Select, from the data, each line where "point" occurs.
:: Data shown ::
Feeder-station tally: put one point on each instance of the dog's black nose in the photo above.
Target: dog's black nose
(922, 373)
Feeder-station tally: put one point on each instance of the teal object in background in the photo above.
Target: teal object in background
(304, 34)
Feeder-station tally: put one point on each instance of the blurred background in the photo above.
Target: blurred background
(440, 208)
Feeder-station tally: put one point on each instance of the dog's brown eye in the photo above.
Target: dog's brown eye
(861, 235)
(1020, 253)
:::
:: Data shown ::
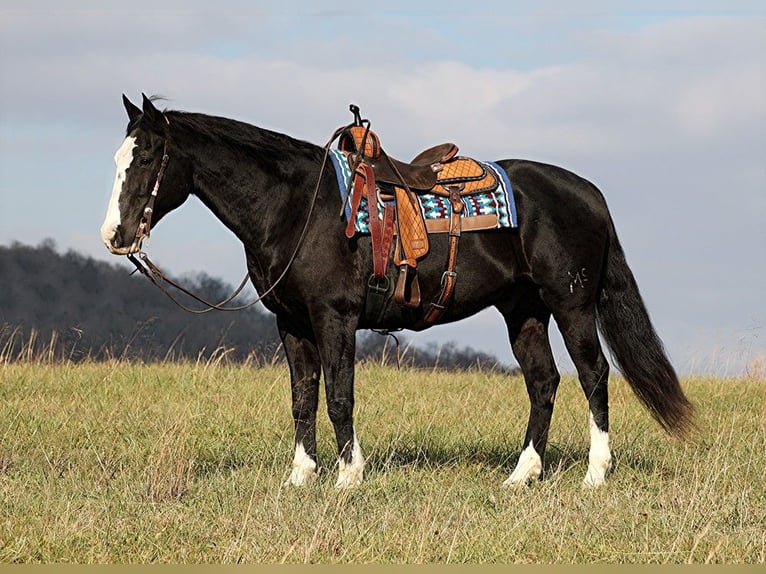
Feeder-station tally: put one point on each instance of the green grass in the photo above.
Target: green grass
:::
:: Data shown ::
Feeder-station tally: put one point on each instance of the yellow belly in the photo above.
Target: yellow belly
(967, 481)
:::
• [Written solution]
Feeder-station tally: put one point on each instance of the dog's black nose in the photo above.
Feeder-station tally: put one point on each instance of the teal object in background in the photo above.
Feeder-station tally: put one point on each instance of the blurred background in the photo above.
Feeder-station tally: put one point on each instance of the dog's brown eye in the photo above.
Feeder-station tally: put one point on each instance of the green grass in the photo above.
Feeder-station tally: put one point on each instance of the yellow belly in the photo above.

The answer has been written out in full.